[Reading passage Boundary: Start]

A Medical Device Daily
Somanetics (Troy, Michigan) reported the pricing of its previously disclosed public offering of 2 million shares at $24 per share. The estimated net proceeds, after deducting the underwriting discount and the estimated expense of the offering, are about $44.6 million.
The company has granted the underwriters an option to purchase up to 300,000 additional shares to cover any over-allotments
Citigroup Global Markets was the bookrunning manager of the offering, with Cowen & Co. as co-lead manager and SunTrust Robinson Humphrey as co-manager.
Somanetics, which first disclosed the offering early last month (Medical Device Daily, Feb. 8, 2006), said it intends to use the net proceeds for the expansion of its direct sales team and other sales and marketing activities, to sponsor additional clinical trials, to expand research and development efforts, and for working capital and general corporate purposes, including potential acquisitions of complementary products, technologies or businesses.
The company received 510(k) clearance last November to market its Invos system to monitor changes in blood oxygen saturation elsewhere in the body in somatic, or skeletal muscle, tissue in patients with or at risk for res-tricted blood flow.
Allscripts (Chicago) reported closing its public offering of common stock. In the offering, the company sold 8,395,000 shares of its common stock, including 1,095,000 shares upon the exercise in full of the underwriters’ option to purchase additional shares of common stock, at a price per share of $17.75. After deducting underwriting discounts and commissions, net proceeds to Allscripts were about $141.6 million.
The company said it intends to use all of the net proceeds from the offering to finance the proposed $272 million cash and stock acquisition of A4 Health Systems (Cary, North Carolina), first disclosed in January (MDD, Jan. 20, 2006).
If the acquisition is not consummated, the proceeds will be used for general corporate purposes, the company said.
The offering was led by Lehman Brothers and UBS Investment Bank as joint book-running managers. Jefferies Broadview, William Blair & Co., Piper Jaffray and Goldman, Sachs & Co. were co-managers.
Allscripts is a provider of clinical software, connectivity and information solutions that physicians use to improve healthcare.
In other financing news:
• Akorn (Buffalo Grove, Illinois) reported that it has entered into definitive agreements with institutional and other accredited investors with respect to the private placement of 3,356,113 shares of its common stock at a price of $4.50 per common share, for gross proceeds of about $15.1 million.
Investors also will receive warrants to purchase 1,174,642 shares of common stock at an exercise price of $5.40 a share.

[Reading passage Boundary: End]

- Tasks and exercises
A. Summarize the financing report in two sentences.
B. Turn the paragraph of the financing report that begins "Allscripts (Chicago) reported closing" into a short list that keeps its main facts.
C. Write the next part of the financing report, picking up after its last sentence.

[Recorded data Boundary: Start]

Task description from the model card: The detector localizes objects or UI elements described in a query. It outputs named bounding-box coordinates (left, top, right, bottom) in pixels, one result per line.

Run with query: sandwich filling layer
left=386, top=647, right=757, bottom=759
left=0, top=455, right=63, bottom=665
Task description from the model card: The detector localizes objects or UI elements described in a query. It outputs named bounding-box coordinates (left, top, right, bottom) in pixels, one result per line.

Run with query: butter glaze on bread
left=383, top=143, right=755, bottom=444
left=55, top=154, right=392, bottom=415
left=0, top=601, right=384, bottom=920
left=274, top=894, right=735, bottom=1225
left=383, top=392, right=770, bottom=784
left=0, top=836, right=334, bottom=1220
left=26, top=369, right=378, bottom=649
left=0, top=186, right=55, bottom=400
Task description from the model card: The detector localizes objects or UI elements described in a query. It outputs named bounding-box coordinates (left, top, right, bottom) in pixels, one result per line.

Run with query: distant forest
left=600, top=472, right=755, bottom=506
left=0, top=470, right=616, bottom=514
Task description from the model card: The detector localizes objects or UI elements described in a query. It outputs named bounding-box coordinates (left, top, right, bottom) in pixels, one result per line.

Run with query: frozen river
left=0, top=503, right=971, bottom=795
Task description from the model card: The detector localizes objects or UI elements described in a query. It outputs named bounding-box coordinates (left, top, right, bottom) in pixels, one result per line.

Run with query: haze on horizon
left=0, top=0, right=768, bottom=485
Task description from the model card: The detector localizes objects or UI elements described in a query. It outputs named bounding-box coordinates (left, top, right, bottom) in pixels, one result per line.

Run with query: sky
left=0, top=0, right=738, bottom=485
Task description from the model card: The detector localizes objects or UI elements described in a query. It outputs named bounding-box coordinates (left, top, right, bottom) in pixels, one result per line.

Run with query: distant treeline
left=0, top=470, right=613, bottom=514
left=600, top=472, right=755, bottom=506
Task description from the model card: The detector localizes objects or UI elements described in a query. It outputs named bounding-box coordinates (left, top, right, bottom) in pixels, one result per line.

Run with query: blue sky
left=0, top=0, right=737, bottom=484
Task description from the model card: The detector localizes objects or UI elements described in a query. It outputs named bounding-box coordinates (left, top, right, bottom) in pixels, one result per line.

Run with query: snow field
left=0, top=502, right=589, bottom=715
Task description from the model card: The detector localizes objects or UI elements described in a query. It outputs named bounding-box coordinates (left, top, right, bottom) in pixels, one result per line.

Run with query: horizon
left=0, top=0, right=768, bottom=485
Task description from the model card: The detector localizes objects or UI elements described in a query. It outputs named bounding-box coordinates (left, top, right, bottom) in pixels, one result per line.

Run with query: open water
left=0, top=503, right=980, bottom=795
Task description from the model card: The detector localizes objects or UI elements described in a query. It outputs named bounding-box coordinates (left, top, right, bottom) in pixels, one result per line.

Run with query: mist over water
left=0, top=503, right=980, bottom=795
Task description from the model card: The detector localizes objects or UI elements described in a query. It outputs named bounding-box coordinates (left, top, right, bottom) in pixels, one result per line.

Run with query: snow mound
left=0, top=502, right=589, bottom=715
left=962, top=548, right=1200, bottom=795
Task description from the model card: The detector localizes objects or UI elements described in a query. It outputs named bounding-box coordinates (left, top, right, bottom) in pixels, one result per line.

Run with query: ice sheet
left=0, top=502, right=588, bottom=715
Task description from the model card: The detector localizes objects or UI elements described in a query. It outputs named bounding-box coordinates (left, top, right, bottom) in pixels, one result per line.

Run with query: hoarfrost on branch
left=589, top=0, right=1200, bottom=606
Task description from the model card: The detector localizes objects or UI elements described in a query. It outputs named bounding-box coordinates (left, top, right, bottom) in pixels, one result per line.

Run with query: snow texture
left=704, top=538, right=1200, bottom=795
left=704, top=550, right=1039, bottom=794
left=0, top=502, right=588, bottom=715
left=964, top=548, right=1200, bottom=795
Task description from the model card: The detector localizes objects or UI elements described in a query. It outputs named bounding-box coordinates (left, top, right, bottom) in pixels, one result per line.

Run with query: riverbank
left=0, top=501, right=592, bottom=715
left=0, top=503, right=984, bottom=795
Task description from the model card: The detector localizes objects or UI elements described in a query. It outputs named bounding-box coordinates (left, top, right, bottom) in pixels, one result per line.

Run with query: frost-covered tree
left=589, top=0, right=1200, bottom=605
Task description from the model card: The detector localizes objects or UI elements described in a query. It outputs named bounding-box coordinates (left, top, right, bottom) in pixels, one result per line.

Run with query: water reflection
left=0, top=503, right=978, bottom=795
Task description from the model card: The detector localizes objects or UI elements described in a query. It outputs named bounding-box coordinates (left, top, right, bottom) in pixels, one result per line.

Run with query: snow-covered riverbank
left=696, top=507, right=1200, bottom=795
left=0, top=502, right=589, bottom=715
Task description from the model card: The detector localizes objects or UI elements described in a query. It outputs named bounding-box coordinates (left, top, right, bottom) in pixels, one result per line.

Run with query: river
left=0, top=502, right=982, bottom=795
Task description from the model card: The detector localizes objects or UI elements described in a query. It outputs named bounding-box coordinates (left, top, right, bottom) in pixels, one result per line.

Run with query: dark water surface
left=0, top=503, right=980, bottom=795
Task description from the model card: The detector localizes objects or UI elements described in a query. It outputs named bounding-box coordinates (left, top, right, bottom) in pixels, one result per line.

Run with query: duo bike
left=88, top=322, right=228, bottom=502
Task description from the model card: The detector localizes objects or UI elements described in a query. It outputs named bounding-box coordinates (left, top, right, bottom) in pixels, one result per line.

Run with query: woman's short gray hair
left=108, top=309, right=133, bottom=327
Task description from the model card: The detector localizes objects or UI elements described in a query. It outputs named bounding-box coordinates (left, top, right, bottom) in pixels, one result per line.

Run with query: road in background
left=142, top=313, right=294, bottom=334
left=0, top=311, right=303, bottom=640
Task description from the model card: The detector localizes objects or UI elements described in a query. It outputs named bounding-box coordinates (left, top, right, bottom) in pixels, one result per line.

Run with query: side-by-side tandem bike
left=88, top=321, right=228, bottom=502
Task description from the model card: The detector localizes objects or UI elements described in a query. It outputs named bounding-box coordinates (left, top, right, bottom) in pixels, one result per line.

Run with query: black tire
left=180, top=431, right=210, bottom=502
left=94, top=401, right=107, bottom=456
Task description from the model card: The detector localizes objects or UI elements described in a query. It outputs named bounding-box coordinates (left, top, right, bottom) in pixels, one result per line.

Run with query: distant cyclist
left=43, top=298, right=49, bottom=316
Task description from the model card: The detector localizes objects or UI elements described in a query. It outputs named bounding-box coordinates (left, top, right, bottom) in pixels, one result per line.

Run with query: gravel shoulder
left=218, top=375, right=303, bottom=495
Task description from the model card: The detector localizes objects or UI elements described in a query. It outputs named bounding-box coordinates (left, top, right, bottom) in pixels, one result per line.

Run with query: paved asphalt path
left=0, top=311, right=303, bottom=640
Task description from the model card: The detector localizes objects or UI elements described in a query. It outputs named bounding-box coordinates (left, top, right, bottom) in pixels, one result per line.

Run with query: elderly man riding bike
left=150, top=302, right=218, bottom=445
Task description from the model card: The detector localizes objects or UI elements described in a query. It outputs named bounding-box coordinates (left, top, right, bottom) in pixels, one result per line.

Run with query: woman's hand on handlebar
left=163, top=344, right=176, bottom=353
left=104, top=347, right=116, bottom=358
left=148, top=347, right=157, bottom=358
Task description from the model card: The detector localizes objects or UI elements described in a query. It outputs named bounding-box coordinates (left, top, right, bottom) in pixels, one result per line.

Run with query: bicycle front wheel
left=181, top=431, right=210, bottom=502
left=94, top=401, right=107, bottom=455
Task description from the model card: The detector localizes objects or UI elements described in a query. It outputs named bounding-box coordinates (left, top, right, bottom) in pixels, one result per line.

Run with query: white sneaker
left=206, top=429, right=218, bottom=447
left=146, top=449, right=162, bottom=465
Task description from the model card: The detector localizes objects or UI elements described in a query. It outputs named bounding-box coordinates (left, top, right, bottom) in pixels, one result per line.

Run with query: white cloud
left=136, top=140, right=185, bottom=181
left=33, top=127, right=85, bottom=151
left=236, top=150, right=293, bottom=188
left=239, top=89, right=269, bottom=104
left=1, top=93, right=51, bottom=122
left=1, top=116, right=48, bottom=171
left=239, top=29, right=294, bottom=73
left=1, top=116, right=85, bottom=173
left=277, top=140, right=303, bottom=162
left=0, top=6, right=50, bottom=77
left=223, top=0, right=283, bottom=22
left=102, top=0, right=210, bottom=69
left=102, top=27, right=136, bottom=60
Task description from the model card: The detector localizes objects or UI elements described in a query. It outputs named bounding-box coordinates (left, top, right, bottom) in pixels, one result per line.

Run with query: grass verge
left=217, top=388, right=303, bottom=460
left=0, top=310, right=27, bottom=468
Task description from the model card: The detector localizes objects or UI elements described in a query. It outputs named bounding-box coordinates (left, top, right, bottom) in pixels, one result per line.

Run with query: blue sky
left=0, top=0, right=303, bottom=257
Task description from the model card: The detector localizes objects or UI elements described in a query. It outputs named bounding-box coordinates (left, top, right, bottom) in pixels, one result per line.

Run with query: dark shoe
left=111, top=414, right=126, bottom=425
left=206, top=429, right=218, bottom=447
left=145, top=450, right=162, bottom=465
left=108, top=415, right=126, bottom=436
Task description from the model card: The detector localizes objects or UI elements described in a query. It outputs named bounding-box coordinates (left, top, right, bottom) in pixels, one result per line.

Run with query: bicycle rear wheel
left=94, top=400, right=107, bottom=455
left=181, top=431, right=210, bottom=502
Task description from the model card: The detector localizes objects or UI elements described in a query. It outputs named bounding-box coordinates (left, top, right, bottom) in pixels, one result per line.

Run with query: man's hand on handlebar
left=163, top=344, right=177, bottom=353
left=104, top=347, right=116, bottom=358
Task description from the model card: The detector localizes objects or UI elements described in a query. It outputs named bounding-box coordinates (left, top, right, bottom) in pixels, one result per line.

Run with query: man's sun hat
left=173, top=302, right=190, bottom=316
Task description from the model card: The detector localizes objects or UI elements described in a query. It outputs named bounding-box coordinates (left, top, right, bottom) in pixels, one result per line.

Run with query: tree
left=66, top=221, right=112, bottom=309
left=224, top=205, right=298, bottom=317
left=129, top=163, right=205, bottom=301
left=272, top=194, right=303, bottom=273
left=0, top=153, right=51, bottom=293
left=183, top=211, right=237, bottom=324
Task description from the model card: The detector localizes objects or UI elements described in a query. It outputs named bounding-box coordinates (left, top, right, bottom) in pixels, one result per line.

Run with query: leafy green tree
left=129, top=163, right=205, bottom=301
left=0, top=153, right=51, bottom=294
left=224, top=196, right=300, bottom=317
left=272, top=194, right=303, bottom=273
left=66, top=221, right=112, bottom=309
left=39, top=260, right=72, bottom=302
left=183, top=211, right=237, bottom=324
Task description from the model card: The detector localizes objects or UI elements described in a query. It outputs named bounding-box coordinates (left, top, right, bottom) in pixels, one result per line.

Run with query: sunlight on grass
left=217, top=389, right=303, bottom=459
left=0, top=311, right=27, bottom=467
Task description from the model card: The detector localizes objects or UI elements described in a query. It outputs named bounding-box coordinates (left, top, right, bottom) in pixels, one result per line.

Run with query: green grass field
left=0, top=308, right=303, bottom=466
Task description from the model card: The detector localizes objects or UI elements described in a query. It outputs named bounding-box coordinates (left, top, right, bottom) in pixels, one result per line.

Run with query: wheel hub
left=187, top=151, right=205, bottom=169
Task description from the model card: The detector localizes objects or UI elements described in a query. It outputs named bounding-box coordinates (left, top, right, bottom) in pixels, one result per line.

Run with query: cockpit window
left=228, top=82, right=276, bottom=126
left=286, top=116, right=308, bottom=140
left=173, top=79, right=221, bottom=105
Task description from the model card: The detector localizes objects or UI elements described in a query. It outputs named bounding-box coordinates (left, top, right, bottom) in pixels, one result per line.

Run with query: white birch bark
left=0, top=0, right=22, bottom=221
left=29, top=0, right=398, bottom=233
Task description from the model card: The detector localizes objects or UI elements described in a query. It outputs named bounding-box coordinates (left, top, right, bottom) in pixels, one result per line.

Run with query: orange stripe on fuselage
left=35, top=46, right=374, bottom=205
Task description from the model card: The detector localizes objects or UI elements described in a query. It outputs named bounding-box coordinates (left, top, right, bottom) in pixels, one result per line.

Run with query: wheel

[Recorded data Boundary: End]

- Answers by item number
A. Somanetics priced a public offering of 2 million shares at $24 each, with estimated net proceeds of about $44.6 million meant for sales expansion, clinical trials, research and development, and other corporate purposes. Allscripts closed an offering of 8,395,000 shares at $17.75 for net proceeds of about $141.6 million to fund its proposed acquisition of A4 Health Systems, and Akorn agreed to a private placement of 3,356,113 shares at $4.50 for gross proceeds of about $15.1 million.

B.
- Allscripts closed its public offering of common stock.
- Shares sold: 8,395,000, including 1,095,000 from the underwriters' fully exercised option to buy more.
- Price: $17.75 per share.
- Net proceeds after underwriting discounts and commissions: about $141.6 million.

C.
“We intend to use the proceeds to invest in manufacturing upgrades at our Decatur, Illinois, facility and to invest in clinical product development efforts, as well as for general corporate purposes,” said Arthur Przybyl, president and CEO.
The transaction is expected to close within the next few days.
Akorn manufactures a line of hospital and ophthalmic pharmaceuticals.
• Medistem Laboratories (Scottsdale, Arizona), a company developing next-generation medical therapies from non-controversial adult stem cell sources, said it has closed a $1.5 million private placement financing involving convertible preferred stock and warrants.
The company said the proceeds from the financing will be used to fund its strategic initiatives to develop medically valuable therapies and intellectual property based on its adult stem cell technology.
Central among these initiatives is the planned launch of clinical trials to develop stem cell therapies for stroke patients, and for other neurological conditions, such as Parkinson’s disease and cerebral palsy. Other uses of the financing proceeds involve the installation of advanced laboratory equipment.
The private placement involves approximately 4.28 million shares of convertible preferred stock at 35 cents, and about 4.28 million shares each of Series A and B warrants, at exercise prices of 50 cents and 75 cents, respectively.
“This financing provides Medistem the working capital necessary to continue to advance our key strategic initiatives and to launch and carry out clinical trials to develop our proprietary therapies,” said Neil Riordan, PhD, chairman and CEO of Medistem.
Based on previous research, Medistem has determined that its initial clinical trials will focus on the development of treatments for stroke. Current medical therapies have shown limited effectiveness in the restoration of movement and other neurological functions impaired by stroke, it said.